Prompt.
Answer with a single number, the count of lines in the material below that contain the word "stone".
>>>>
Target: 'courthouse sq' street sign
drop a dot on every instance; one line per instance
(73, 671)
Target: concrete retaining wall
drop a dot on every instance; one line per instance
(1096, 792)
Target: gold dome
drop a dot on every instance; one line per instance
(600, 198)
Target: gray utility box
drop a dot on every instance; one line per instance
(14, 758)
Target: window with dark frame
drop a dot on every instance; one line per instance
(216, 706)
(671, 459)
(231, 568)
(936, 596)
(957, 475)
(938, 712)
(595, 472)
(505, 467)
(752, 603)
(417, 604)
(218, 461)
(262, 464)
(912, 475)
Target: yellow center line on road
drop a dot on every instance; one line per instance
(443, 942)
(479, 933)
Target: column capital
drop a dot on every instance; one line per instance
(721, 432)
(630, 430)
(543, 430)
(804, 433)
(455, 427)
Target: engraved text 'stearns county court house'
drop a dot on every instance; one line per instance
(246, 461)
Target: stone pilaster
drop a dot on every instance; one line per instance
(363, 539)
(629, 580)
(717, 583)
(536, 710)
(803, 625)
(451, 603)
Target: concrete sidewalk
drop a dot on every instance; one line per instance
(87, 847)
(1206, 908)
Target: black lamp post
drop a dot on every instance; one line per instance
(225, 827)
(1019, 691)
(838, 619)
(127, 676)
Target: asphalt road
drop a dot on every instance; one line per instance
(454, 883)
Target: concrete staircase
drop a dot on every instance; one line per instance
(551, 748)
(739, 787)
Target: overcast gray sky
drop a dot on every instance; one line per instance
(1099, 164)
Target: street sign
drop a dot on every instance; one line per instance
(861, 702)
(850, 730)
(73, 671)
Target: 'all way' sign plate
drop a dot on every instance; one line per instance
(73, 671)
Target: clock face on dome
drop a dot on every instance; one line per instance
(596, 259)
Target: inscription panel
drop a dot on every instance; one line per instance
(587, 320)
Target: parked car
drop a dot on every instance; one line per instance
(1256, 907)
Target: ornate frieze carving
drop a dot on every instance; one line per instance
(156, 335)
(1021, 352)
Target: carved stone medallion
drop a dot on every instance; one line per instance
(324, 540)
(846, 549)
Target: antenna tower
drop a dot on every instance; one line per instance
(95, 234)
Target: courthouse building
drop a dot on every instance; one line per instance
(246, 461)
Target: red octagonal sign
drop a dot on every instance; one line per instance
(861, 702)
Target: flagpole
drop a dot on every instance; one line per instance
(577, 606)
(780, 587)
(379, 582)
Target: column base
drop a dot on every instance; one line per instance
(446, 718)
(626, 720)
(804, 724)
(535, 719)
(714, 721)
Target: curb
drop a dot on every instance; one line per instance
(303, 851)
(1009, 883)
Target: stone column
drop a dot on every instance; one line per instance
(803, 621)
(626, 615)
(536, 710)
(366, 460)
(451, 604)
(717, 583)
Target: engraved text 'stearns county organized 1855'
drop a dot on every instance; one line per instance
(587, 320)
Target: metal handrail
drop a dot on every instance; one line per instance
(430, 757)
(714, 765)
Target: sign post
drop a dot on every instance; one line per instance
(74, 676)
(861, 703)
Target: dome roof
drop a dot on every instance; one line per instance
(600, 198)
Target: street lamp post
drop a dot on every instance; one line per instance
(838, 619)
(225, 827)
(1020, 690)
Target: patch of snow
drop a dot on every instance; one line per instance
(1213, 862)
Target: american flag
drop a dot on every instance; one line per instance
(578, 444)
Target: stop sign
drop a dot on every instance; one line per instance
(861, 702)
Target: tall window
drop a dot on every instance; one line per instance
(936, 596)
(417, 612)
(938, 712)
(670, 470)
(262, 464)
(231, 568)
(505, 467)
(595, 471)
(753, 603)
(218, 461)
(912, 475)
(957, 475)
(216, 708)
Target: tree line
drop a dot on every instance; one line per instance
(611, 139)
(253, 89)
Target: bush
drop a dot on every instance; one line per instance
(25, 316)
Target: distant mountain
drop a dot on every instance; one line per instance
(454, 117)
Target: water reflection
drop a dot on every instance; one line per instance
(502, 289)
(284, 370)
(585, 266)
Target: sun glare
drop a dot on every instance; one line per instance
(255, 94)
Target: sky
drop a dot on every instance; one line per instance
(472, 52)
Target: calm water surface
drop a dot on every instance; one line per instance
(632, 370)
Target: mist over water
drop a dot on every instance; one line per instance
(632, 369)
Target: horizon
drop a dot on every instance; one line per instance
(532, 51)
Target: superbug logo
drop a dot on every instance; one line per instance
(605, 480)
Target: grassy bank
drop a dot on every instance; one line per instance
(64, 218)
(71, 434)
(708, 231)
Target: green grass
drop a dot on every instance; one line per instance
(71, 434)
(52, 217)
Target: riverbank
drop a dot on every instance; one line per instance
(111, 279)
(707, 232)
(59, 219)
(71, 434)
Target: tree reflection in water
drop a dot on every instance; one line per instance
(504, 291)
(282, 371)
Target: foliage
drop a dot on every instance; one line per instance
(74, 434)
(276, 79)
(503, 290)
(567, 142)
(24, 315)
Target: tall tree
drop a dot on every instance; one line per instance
<<<<
Problem solution.
3